:: Stated exercise a ::
Print the passage of the news report on the Abbas–Herzog meeting from "On November 12, Haaretz" up to and including "would not develop.".

Abbas added that if the tenders were to be carried out it would "endanger the whole peace process."

Abbas told Herzog that the Palestinian Authority was surprised to discover that despite assurances received two weeks ago that the tenders were frozen, they remained on the Housing Ministry's website until last weekend.

Ministry officials said that though the tenders still appeared on the site last week the links led nowhere. This morning, following U.S. requests, all mentions of the tenders were removed from the website.

Abbas told Herzog he was interested in reaching a peace treaty with Israel. "I don't know what will happen after my era," Abbas told Herzog. "Now is the time. The situation in the region offers a fitting atmosphere, now more than ever before."

Herzog met Abbas several days after being elected Labor Party chairman. On Thursday Herzog met with Prime Minister Benjamin Netanyahu, and he is slated to fly to the United States next week to attend the Saban Forum, a series of panels hosting Israeli and American leaders.

Herzog, who attended the meeting together with Labor MKs Erel Margalit and Omer Bar-Lev, stressed that the Israeli public attaches the utmost importance to security arrangements and therefore that issue should be resolved as soon as possible.

Herzog told Abbas of his meeting with Netanyahu, saying that he told the latter that Labor would support any historical step leading to peace. After the meeting with Abbas, Herzog released a statement saying that "I was impressed that we have a partner who is willing to go a long way for peace, and would accept brave and original solutions to the core issues."

On November 12, Haaretz reported that the Housing Ministry had issued a tender to plan the construction of some 24,000 housing units in the West Bank, including 1,200 housing units in the E1 area, which links Jerusalem and Ma’aleh Adumim, a stretch of land Israel promised the United States it would not develop.

When the news of the tenders broke, Abbas threatened to call off peace talks and demanded that Israel reverse its new settlement plans. The U.S. State Department said it was “deeply concerned” by the announcement of the tenders and demanded an explanation from Jerusalem.

Netanyahu reprimanded Housing Minister Uri Ariel, saying his ministry’s move to issue tenders for potential construction does not contribute to the settlement movement, but rather damages it. Netanyahu also told the housing minister that he expects him to coordinate with him on such moves before going ahead.

'Settlement project not shelved'

Senior Palestinian officials involved in the peace talks told Haaretz Sunday that Abbas will ask U.S. Secretary of State John Kerry to clarify the outlines of the negotiations in light of what the Palestinians call Israel's lack of willingness to make progress. According to the officials, he will make this request during their meeting this weekend.

[Data listing]
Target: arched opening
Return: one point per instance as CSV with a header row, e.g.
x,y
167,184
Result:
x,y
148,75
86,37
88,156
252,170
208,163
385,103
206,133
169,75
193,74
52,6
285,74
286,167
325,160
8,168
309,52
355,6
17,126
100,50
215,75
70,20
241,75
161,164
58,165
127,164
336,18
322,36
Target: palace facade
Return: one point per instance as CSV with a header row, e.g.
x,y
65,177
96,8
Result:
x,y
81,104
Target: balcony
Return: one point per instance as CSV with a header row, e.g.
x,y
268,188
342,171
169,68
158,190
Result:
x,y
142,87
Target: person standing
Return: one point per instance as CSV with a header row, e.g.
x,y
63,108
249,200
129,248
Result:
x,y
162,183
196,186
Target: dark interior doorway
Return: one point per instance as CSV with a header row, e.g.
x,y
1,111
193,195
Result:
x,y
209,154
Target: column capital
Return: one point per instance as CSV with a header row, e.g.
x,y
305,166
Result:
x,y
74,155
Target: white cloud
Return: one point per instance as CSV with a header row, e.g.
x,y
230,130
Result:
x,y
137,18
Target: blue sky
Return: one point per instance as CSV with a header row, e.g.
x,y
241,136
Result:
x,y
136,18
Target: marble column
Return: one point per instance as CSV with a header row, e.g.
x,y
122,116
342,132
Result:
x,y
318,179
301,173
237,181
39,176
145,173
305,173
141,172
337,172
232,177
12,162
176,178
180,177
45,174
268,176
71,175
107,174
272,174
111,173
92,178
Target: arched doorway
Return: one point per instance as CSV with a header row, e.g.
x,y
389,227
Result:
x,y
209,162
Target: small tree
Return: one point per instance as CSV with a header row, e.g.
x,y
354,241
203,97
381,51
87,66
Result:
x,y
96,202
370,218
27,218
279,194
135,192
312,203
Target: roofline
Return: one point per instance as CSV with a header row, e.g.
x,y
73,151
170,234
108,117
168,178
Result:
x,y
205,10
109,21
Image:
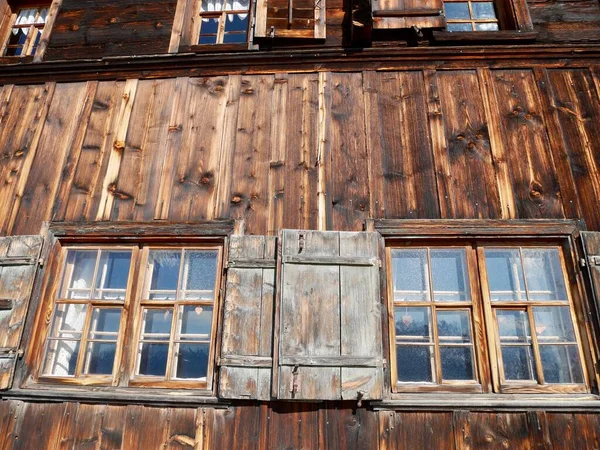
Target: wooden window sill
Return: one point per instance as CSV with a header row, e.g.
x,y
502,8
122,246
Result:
x,y
488,37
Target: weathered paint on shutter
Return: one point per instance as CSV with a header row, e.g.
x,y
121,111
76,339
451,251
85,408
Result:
x,y
246,350
395,14
297,19
329,312
18,263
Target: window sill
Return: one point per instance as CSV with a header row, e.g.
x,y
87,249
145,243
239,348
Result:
x,y
488,402
487,37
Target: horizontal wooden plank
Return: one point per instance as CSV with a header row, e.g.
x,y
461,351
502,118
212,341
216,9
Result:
x,y
245,361
330,361
259,263
331,260
475,228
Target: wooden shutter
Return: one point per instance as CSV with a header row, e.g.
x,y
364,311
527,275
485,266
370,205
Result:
x,y
246,351
18,263
329,317
297,19
397,14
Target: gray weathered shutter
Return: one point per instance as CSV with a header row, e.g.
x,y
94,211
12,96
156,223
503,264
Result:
x,y
329,316
18,263
246,350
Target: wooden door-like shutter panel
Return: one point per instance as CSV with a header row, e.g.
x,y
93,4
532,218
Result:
x,y
329,312
408,13
246,350
18,263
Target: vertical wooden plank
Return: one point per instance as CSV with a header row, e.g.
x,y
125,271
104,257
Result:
x,y
535,186
83,198
60,127
573,111
249,180
109,191
22,115
136,190
360,310
347,158
198,168
402,180
466,176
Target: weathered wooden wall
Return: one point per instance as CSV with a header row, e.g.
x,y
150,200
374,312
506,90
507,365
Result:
x,y
308,150
292,426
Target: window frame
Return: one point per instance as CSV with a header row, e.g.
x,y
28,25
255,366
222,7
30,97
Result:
x,y
138,236
495,233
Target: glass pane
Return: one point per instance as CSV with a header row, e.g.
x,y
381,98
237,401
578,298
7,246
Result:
x,y
61,358
153,359
513,326
69,320
196,320
113,273
483,10
414,363
518,363
410,275
454,326
412,324
100,358
80,268
449,274
158,321
192,360
560,364
163,266
459,27
105,323
544,275
486,26
200,271
457,10
553,324
457,363
505,275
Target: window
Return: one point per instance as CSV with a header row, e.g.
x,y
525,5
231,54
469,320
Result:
x,y
472,15
171,301
483,317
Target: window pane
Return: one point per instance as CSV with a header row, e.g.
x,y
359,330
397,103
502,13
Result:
x,y
560,364
513,326
483,10
69,320
158,322
505,275
113,273
200,272
192,360
553,324
61,358
100,358
518,363
457,10
414,363
153,359
454,326
457,363
412,324
544,275
449,274
163,266
79,273
410,275
196,320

:: Stated exercise b ::
Report each line of the records that includes the string "window".

:: Solution a ::
On November 12, Haaretz reported that the Housing Ministry had issued a tender to plan the construction of some 24,000 housing units in the West Bank, including 1,200 housing units in the E1 area, which links Jerusalem and Ma’aleh Adumim, a stretch of land Israel promised the United States it would not develop.

:: Solution b ::
Target: wooden window sill
Target: window sill
Target: window frame
Target: window
Target: window pane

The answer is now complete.